- Page text -
Detour #Thriller Hollywood Full Movie | Black & White English Full Movie | Classic English Movie |



Piano player Al (Tom Neal) is bitter about having to work in a New York nightclub. After his girlfriend Sue (Claudia Drake) leaves to seek fame in Hollywood, he decides to join her. With little money, he has to hitchhike his way across the country. In Arizona, bookie Charles Haskell Jr. (Edmund MacDonald) gives him a ride in his convertible. Haskell has Al pass him pills several times along the way. That night, Al is driving while Haskell sleeps, when a rainstorm forces Al to pull over to put up the top. Unable to rouse Haskell, Al opens the passenger-side door. Haskell falls out and strikes his head on the ground. Al then realizes the bookie is dead. Fearful that the police will believe he killed Haskell, Al dumps the body off the side of the road, takes Haskell’s money, clothes and identification, then drives away. After spending the night in a motel, Al picks up another hitchhiker, Vera (Ann Savage), at a gas station. By sheer bad luck, it turns out that the femme fatale had also been picked up by Haskell earlier. She scratched him deeply in the arm and got out after he tried to become too friendly. When Al identifies himself as Haskell, she blackmails him by threatening to turn him in.

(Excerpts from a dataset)

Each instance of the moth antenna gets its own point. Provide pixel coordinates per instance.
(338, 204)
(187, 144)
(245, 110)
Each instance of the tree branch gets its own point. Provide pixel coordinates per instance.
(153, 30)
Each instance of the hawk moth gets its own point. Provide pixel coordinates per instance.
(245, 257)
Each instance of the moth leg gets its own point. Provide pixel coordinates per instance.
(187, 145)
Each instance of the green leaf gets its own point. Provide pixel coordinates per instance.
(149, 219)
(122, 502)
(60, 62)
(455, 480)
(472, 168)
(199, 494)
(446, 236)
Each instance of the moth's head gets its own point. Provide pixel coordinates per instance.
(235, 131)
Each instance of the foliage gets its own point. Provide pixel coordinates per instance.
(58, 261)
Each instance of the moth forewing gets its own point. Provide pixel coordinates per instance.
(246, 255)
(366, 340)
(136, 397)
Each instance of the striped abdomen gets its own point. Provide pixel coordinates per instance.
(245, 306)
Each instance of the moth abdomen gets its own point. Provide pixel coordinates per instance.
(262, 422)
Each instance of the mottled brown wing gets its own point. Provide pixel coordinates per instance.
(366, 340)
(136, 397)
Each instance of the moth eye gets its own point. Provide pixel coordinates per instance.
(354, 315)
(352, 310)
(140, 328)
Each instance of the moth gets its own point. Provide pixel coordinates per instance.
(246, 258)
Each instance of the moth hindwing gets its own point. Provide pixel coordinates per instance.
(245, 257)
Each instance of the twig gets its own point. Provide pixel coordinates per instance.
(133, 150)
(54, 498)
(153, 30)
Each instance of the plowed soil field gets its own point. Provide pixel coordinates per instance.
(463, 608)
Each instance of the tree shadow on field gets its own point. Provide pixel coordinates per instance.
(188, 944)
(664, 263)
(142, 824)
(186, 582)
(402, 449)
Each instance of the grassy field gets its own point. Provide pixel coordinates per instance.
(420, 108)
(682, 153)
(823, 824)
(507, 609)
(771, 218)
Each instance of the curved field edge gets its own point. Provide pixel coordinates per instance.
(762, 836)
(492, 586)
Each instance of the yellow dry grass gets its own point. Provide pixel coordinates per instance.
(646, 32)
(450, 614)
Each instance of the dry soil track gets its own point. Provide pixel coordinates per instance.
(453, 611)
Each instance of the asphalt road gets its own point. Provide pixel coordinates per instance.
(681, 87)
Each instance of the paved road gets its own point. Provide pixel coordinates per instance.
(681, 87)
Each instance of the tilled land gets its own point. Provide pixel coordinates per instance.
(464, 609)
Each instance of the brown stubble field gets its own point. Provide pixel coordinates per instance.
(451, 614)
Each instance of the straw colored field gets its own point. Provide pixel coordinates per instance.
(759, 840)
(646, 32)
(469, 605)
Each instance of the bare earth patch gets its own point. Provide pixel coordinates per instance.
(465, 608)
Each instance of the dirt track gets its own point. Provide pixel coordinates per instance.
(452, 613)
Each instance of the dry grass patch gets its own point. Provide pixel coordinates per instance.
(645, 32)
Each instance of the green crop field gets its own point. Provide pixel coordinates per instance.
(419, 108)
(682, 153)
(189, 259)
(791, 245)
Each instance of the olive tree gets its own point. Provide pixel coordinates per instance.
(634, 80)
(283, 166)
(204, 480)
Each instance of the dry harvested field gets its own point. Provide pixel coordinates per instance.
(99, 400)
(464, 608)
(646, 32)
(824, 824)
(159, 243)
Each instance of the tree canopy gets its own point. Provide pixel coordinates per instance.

- Required work -
(1) According to the Detour plot summary, what does Vera do when Haskell tries to become too friendly with her?
(2) Name every actor listed in the Detour plot summary.

- Numbered answers -
(1) She scratches him deeply in the arm and gets out.

(2) Tom Neal, Claudia Drake, Edmund MacDonald, Ann Savage